> _SELECTED PASSAGE_:
** Start **

Member of the New Jersey Senate
- In office January 11, 1972 – January 8, 1974
- Preceded by: District created
- Succeeded by: District abolished
- Constituency: District 6A
- In office January 29, 1991 – January 8, 2002
- Preceded by: Dick Zimmer
- Succeeded by: Leonard Lance
- Constituency: 23rd district

Member of the New Jersey Assembly
- In office January 9, 1968 – January 11, 1972 Serving with John Selecky (1968–70) and Karl Weidel (1970–72)
- Preceded by: District created
- Succeeded by: Walter E. Foran
- Constituency: District 6A
- In office September 10, 1987 – January 29, 1991 Serving with C. Richard Kamin
- Preceded by: Dick Zimmer
- Succeeded by: Leonard Lance
- Constituency: 23rd district

Personal details
- Born: November 5, 1927 Bronxville, New York, U.S.
- Died: August 6, 2018 (aged 90) Pennington, New Jersey, U.S.
- Party: Republican
- Spouse: Nancy Albright Hurd (m. 1950)
- Children: six
- Alma mater: Princeton University (B.A.)

= William E. Schluter =

American politician (1927–2018)

William Everett Schluter (November 5, 1927 – August 6, 2018) was an American Republican Party politician from Pennington, New Jersey, who served in both houses of the New Jersey Legislature from 1968 to 1974 and 1987 to 2002. Over the course of his tenure, he represented parts of Mercer County, as well as all or parts of Hunterdon County, Middlesex County, Morris County, Sussex County, and Warren County. He also ran for U.S. House of Representatives in 1976 and 1978 and ran as an independent candidate for governor in 2001, finishing third behind Democratic nominee Jim McGreevey and Republican nominee Bret Schundler.

He was recognized for his moderate political views and reputation as a self-proclaimed "maverick." He was a longtime advocate for campaign finance reform at the state level.

==Early life and career==
William Everett Schluter was born on November 5, 1927, in Bronxville, New York, to Frederic E. and Charlotte M. Schluter. He grew up in Princeton, New Jersey, and attended Phillips Exeter Academy and Princeton University, where he played on the hockey team and belonged to the Cannon Club.

Schluter was elected to the Pennington Borough Council in 1963 and served for six years. Although he later developed a reputation as a member of the moderate wing of his party, he supported Barry Goldwater at the 1964 Republican National Convention, defying the majority of the New Jersey delegation which supported William Scranton.

** End **

> _PROVIDED MATERIAL_:

** Start **

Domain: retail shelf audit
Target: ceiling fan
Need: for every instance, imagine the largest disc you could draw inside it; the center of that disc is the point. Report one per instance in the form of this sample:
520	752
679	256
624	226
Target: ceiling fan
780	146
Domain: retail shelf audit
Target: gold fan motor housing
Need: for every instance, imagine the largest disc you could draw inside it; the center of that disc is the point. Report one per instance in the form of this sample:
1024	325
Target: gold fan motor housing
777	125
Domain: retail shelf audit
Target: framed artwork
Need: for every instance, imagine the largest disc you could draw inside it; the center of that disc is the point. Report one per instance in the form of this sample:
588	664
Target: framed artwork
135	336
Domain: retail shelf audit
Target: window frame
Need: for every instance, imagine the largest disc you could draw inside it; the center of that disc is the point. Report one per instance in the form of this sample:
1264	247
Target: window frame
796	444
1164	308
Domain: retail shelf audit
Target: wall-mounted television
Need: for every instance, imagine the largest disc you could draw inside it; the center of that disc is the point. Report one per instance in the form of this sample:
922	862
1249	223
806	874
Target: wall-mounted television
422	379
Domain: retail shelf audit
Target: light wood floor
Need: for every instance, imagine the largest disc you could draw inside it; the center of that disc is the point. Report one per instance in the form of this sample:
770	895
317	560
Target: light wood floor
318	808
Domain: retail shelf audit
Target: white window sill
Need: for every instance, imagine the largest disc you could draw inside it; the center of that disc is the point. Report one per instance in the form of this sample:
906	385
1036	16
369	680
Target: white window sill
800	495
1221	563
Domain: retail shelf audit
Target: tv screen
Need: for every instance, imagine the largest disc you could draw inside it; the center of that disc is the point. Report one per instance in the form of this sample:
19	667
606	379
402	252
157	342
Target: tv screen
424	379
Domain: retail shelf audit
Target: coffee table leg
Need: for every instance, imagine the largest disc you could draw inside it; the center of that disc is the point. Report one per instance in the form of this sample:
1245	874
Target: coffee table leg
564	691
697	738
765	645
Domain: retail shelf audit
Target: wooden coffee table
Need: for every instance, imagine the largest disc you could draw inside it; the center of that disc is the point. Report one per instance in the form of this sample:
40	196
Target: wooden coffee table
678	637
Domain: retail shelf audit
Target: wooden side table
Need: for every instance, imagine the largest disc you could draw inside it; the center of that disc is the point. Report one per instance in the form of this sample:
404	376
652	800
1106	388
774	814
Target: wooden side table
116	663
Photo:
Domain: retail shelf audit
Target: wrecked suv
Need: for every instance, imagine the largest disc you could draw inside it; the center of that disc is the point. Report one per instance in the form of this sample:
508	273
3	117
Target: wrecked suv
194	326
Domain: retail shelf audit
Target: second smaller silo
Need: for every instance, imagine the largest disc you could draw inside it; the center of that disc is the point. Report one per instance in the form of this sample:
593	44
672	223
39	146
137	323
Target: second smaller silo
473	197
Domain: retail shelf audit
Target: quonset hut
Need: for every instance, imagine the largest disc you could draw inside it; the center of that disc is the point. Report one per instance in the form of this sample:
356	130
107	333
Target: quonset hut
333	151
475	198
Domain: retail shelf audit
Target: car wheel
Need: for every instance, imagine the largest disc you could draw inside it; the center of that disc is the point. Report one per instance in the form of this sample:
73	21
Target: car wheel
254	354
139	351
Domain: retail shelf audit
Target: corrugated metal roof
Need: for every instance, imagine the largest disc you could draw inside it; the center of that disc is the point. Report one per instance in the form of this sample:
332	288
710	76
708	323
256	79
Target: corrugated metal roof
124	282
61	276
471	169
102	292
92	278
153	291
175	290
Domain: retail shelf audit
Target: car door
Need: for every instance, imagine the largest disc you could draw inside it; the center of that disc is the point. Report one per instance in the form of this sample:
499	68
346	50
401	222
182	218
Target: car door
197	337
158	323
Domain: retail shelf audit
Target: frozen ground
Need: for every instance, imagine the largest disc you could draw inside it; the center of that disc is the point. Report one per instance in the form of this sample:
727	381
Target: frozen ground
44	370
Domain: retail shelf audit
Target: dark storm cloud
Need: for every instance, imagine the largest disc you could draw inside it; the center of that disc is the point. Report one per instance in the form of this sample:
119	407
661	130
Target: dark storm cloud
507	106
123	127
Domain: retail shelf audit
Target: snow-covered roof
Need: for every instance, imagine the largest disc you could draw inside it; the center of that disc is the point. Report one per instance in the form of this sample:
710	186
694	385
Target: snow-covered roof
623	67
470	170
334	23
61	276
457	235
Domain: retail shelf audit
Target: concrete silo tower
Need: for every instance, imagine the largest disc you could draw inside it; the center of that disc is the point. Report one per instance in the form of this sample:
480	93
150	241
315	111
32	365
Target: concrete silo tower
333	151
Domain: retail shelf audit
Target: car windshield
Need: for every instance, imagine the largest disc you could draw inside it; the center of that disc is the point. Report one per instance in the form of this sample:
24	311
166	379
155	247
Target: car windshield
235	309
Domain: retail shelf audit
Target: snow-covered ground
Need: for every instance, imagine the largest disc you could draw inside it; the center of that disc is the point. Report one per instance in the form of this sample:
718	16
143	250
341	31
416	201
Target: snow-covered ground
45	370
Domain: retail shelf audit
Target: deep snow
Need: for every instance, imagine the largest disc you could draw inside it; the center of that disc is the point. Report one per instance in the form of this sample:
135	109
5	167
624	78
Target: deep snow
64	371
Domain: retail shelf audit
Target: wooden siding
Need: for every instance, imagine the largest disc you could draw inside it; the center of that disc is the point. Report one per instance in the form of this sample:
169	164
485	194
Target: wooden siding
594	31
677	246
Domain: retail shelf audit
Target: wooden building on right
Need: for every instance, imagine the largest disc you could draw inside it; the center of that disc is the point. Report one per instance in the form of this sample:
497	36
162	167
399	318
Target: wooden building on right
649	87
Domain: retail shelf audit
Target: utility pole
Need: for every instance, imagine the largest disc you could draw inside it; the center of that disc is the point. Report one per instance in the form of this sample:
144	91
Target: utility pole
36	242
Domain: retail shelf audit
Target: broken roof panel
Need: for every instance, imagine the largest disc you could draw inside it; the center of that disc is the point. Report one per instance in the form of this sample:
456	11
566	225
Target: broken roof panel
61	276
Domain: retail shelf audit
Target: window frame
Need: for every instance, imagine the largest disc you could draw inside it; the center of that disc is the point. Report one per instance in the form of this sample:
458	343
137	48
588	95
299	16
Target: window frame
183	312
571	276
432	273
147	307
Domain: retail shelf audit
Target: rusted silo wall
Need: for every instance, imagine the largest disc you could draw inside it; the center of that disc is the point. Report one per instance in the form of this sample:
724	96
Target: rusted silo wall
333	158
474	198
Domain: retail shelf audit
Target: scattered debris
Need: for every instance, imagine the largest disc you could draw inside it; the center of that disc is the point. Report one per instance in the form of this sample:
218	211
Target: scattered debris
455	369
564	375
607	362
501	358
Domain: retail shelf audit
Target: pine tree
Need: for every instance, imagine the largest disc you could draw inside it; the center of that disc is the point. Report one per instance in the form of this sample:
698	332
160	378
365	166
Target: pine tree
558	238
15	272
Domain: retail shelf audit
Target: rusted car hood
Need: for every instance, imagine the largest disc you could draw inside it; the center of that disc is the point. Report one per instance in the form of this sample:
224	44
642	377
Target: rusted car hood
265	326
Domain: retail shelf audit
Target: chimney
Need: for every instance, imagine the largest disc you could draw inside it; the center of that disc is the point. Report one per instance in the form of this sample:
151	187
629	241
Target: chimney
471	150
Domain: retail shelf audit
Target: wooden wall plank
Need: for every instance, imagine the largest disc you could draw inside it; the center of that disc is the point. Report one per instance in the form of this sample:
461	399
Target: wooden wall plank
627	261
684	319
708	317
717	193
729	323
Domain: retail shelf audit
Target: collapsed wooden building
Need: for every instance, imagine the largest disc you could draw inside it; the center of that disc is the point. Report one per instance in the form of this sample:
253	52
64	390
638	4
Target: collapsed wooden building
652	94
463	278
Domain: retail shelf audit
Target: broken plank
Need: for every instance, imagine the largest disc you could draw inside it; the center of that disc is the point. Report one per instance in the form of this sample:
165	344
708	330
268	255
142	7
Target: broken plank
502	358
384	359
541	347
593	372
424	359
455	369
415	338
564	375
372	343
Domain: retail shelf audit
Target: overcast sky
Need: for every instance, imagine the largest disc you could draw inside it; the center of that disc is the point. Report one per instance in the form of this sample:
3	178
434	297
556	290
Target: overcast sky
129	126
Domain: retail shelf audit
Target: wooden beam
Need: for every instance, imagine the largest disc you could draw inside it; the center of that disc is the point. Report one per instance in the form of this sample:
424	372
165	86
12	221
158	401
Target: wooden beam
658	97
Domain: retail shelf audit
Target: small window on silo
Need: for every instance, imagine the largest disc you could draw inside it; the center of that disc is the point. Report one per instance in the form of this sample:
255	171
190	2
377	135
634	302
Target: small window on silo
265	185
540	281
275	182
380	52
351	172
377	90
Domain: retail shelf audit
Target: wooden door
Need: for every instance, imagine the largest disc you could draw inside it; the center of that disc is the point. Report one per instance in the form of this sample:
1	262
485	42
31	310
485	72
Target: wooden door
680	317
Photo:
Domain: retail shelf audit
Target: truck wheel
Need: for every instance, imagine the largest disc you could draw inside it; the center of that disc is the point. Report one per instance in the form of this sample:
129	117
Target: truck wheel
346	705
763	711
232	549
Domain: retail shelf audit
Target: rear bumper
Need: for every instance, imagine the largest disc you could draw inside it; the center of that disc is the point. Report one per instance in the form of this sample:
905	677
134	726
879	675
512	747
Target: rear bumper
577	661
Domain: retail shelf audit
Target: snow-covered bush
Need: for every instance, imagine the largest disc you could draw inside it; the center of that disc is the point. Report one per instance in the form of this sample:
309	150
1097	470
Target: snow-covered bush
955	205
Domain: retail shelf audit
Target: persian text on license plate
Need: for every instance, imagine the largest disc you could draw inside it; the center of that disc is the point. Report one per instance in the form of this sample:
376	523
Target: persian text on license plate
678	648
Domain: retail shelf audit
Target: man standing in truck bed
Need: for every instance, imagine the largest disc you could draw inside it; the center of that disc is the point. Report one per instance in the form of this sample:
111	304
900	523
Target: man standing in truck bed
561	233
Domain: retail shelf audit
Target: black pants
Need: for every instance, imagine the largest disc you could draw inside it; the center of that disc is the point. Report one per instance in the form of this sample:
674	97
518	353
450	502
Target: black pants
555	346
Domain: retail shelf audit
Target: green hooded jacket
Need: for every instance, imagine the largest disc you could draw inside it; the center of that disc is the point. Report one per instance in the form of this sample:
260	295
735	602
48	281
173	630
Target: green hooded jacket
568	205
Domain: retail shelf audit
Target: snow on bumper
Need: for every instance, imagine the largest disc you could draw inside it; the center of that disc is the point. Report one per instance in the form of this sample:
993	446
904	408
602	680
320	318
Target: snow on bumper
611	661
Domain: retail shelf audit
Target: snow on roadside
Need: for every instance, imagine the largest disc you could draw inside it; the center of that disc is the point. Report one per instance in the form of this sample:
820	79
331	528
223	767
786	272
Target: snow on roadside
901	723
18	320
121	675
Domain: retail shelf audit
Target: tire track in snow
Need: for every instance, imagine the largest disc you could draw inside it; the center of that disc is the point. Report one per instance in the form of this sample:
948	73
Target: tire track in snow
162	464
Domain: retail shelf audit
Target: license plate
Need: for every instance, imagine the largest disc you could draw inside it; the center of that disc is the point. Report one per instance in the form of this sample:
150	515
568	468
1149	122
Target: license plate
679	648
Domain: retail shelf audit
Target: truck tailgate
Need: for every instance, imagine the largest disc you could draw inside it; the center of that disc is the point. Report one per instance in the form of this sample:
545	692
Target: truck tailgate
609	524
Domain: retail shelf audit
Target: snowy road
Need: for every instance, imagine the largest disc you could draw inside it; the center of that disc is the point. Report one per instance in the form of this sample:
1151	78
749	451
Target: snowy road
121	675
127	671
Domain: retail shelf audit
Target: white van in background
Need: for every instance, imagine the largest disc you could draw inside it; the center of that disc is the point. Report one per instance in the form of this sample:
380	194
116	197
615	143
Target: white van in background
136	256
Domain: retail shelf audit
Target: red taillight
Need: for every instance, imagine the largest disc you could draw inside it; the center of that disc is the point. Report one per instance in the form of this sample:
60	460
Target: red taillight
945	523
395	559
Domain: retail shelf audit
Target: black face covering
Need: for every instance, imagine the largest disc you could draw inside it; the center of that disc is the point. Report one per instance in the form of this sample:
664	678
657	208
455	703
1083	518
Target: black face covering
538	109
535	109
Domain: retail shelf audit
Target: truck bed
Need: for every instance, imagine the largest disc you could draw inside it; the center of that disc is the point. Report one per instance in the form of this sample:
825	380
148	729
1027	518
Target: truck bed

** End **

> _TASK INSTRUCTIONS_:
- a) In the William E. Schluter biography, whom did Schluter support at the 1964 Republican National Convention?
- b) Repeat the William E. Schluter biography word for word from "William Everett Schluter (November" to "the state level.".
- c) Write the next part of the William E. Schluter biography, picking up after its final sentence.

> _ANSWERS_:
- a) Barry Goldwater.

- b)
William Everett Schluter (November 5, 1927 – August 6, 2018) was an American Republican Party politician from Pennington, New Jersey, who served in both houses of the New Jersey Legislature from 1968 to 1974 and 1987 to 2002. Over the course of his tenure, he represented parts of Mercer County, as well as all or parts of Hunterdon County, Middlesex County, Morris County, Sussex County, and Warren County. He also ran for U.S. House of Representatives in 1976 and 1978 and ran as an independent candidate for governor in 2001, finishing third behind Democratic nominee Jim McGreevey and Republican nominee Bret Schundler.

He was recognized for his moderate political views and reputation as a self-proclaimed "maverick." He was a longtime advocate for campaign finance reform at the state level.

- c)
==Political career==

=== New Jersey General Assembly (1968–72) ===
In 1965, Schluter challenged state senator Sido L. Ridolfi in the 6th legislative district, which encompassed all of Mercer County. However, reapportionment as a result of the United States Supreme Court decision in Reynolds v. Sims apportioned Mercer County an additional legislative district, which was drawn to include all of the county except the heavily Democratic capital city of Trenton and suburb of Ewing Township, for the 1967 elections. Schluter ran again for one of the two General Assembly seats from the new district, defeating Francis J. McManimon by 2,845 votes.

In 1970, Schluter was appointed to the New Jersey Election Law Revision Commission, which produced a landmark report in 1975 recommending ways to reform New Jersey's election laws and curb political corruption. Schluter later wrote in 2017, "This report and the work of the Commission inspired me to take up the banner of reform, which has been the backbone of my political career ever since."

=== New Jersey Senate (1972–74) ===
In 1971, Schluter ran for state senate in a newly reapportioned legislative district combining parts of Mercer County and all of Hunterdon County. Both Sido Ridolfi and Richard J. Coffee declined to seek re-election, leaving the Mercer County seats vacant. Schluter defeated Robert Klein, a former aide to Governor Richard J. Hughes and President Lyndon B. Johnson, by 5,981 votes.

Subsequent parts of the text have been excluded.